Podemos ficar muito contentes com as exigências ambientais que impomos aos produtores europeus, mas a verdade é que, como consumidores, que é o que verdadeiramente conta, somos muito mais poluidores do que queremos admitir.

Neste momento, fala-se em novo aumento das exigências ambientais na UE, o que pode deixar-nos muito bem na fotografia, mas sem que isso seja, em última análise, verdade. Corremos o risco de perder empregos e, em simultâneo, contribuir para agravar a poluição a nível mundial. Para além da questão política, extremamente grave, de estar a alimentar os extremismos políticos.

Por isso, impõe-se algum tipo de consideração em relação às importações com origem em países com regras ambientais muito menos exigentes do que a UE. Não se trata de inventar pretextos espúrios para mascarar um novo proteccionismo, para promover a reindustrialização europeia, mas antes de corrigir uma evidente incoerência das actuais políticas, que são, em última análise, inimigas do ambiente.

 

[Publicado no Jornal Económico]

sábado, 21 de novembro de 2020

BCE deveria arriscar por excesso

 O BCE deveria ser mais ousado e mais rápido nas medidas de apoio à economia, porque, na actual conjuntura, é preferível arriscar por excesso do que por defeito.

Dada a excepcional incerteza do período que vivemos, é muito difícil para um banco central actuar na medida correcta. Por isso, pode-se dizer, antecipadamente, que o BCE vai errar. Só que, na actual conjuntura, é mil vezes preferível errar por excesso do que por defeito.

### Dados fornecidos
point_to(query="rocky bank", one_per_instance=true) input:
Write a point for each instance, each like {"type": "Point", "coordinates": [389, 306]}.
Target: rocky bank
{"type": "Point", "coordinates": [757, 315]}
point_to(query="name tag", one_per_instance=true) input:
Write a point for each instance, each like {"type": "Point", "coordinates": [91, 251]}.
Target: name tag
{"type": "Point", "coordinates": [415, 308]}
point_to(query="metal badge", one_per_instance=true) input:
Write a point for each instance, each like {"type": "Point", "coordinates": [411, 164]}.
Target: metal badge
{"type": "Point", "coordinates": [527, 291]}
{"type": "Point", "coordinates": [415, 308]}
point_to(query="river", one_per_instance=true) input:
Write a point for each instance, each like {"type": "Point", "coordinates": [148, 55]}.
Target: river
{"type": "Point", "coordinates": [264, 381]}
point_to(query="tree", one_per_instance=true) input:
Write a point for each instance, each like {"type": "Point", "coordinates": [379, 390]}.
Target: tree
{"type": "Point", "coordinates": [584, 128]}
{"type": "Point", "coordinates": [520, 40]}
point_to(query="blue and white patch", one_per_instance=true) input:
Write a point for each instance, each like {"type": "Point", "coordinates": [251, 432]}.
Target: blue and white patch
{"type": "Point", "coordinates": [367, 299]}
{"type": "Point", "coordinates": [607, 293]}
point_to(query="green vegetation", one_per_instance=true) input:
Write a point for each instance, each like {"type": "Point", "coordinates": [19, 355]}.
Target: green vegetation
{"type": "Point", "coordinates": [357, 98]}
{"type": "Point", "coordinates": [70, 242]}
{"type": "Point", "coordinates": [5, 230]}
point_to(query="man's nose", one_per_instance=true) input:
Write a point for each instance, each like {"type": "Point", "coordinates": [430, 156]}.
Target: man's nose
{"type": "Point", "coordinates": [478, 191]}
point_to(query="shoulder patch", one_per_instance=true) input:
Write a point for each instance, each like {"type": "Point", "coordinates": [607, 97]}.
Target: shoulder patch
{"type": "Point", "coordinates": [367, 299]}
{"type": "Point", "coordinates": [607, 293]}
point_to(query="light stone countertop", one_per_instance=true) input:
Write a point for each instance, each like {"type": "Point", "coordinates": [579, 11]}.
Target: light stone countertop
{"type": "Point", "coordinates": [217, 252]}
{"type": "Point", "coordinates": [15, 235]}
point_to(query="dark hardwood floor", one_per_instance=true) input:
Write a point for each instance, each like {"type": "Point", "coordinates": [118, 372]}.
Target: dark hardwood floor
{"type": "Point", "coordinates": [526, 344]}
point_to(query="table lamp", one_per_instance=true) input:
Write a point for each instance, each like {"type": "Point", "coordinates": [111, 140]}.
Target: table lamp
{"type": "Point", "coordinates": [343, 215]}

### Atividade A
Extraia do excerto da página, sem qualquer alteração, o trecho que se inicia nas palavras que contêm "Neste momento, fala-se" e termina em "inimigas do ambiente.".
### Atividade B
Responda, com base no excerto da página, às perguntas seguintes:
(i) Segundo o excerto, em que jornal foi publicado o texto sobre as exigências ambientais?
(ii) Que data surge no excerto?
(iii) Que instituição, de acordo com o excerto, deveria ser mais ousada e mais rápida nas medidas de apoio à economia?
### Atividade C
Prossiga o texto sobre a atuação do BCE a partir do ponto em que termina.

### Resposta final A
Neste momento, fala-se em novo aumento das exigências ambientais na UE, o que pode deixar-nos muito bem na fotografia, mas sem que isso seja, em última análise, verdade. Corremos o risco de perder empregos e, em simultâneo, contribuir para agravar a poluição a nível mundial. Para além da questão política, extremamente grave, de estar a alimentar os extremismos políticos.

Por isso, impõe-se algum tipo de consideração em relação às importações com origem em países com regras ambientais muito menos exigentes do que a UE. Não se trata de inventar pretextos espúrios para mascarar um novo proteccionismo, para promover a reindustrialização europeia, mas antes de corrigir uma evidente incoerência das actuais políticas, que são, em última análise, inimigas do ambiente.

### Resposta final B
(i) No Jornal Económico.
(ii) Sábado, 21 de novembro de 2020.
(iii) O BCE.

### Resposta final C
Em geral, as políticas de estabilização têm desfasamentos, de dois tipos. O chamado desfasamento interno, entre a tomada de consciência de um problema e as medidas de política; e o desfasamento externo, entre a aplicação das medidas e as suas consequências práticas. Normalmente, a política orçamental tem um desfasamento interno longo, em que as medidas precisam de aprovação parlamentar e de aguardar pela entrada em vigor de nova lei, o que demora o seu tempo; já o segundo desfasamento é curto, dado que, uma vez em vigor, começa logo a produzir efeitos. É evidente que, em períodos excepcionais, como o que vivemos, a política orçamental também pode ser muito mais rápida, e foi isso que se verificou em alguns países, mas não em Portugal, onde se registou um atraso incompreensível.

Na política monetária, os desfasamentos têm uma duração inversa. Um banco central consegue tomar medidas no próprio dia em que surge uma novidade; mas a sua transmissão à economia é especialmente lenta: demora três a quatro trimestres a ter efeito sobre o PIB e seis a oito trimestres a ter impacto sobre a inflação.

Por isso, é incompreensível o argumento que se tem ouvido ao BCE, de querer esperar para aferir da verdadeira situação da condição económica na zona euro. A situação é muito má, que diferença faz se a recessão em 2020 será de 8% ou de 12%? Qualquer medida do BCE chegará sempre tarde.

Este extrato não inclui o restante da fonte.